** start **

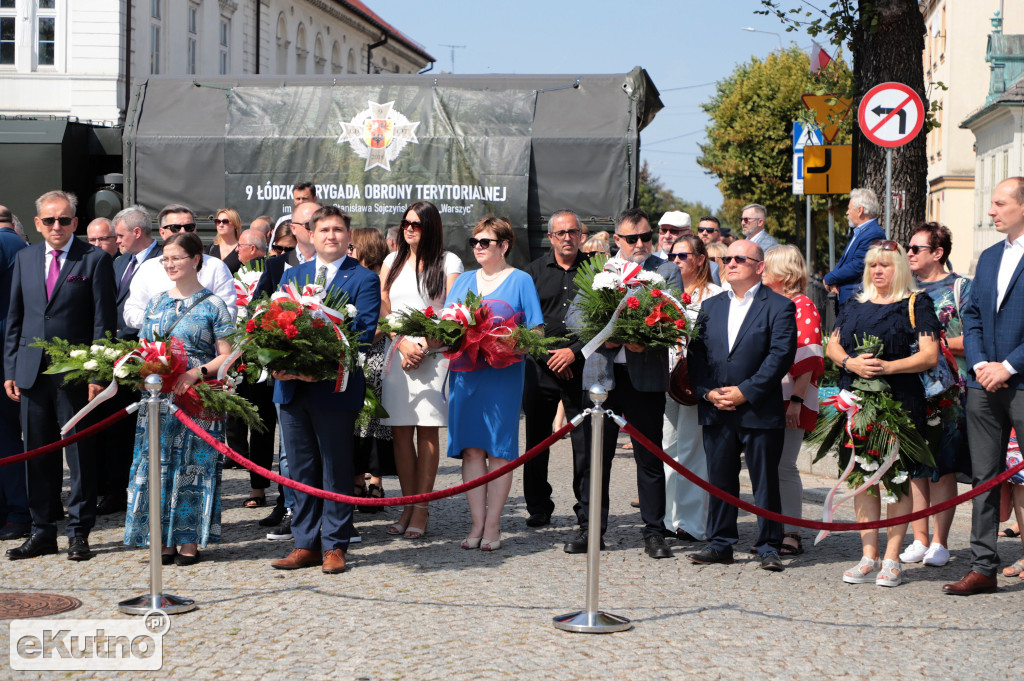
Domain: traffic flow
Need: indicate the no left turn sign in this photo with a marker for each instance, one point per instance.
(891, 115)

** end **
** start **

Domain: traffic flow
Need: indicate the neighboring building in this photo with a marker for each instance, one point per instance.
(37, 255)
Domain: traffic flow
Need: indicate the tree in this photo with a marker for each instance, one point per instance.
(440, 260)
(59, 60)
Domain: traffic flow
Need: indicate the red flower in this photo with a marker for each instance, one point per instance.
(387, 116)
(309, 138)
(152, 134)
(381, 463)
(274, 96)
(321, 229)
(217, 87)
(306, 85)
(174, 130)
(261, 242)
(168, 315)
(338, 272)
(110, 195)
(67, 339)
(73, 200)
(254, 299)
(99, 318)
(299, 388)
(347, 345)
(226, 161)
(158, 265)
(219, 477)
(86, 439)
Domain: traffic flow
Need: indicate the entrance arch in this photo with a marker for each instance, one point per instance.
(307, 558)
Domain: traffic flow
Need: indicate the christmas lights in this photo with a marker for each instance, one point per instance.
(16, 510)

** end **

• _Objective_: List every line of the records above that contains the word "with", copying each such line in full. Matching is case-sensitive.

• _Reply to the exercise_:
Need: indicate the no left turn sign in this photo with a marker for each instance, one point per instance.
Need: indicate the neighboring building in this photo with a marker for each instance, one point per instance.
Need: indicate the tree in this photo with a marker for each instance, one point per instance.
Need: indicate the red flower in this photo with a marker for each instance, one point per instance.
Need: indicate the entrance arch in this photo with a marker for each instance, one point per instance.
Need: indicate the christmas lights in this photo with a marker for each instance, one point per instance.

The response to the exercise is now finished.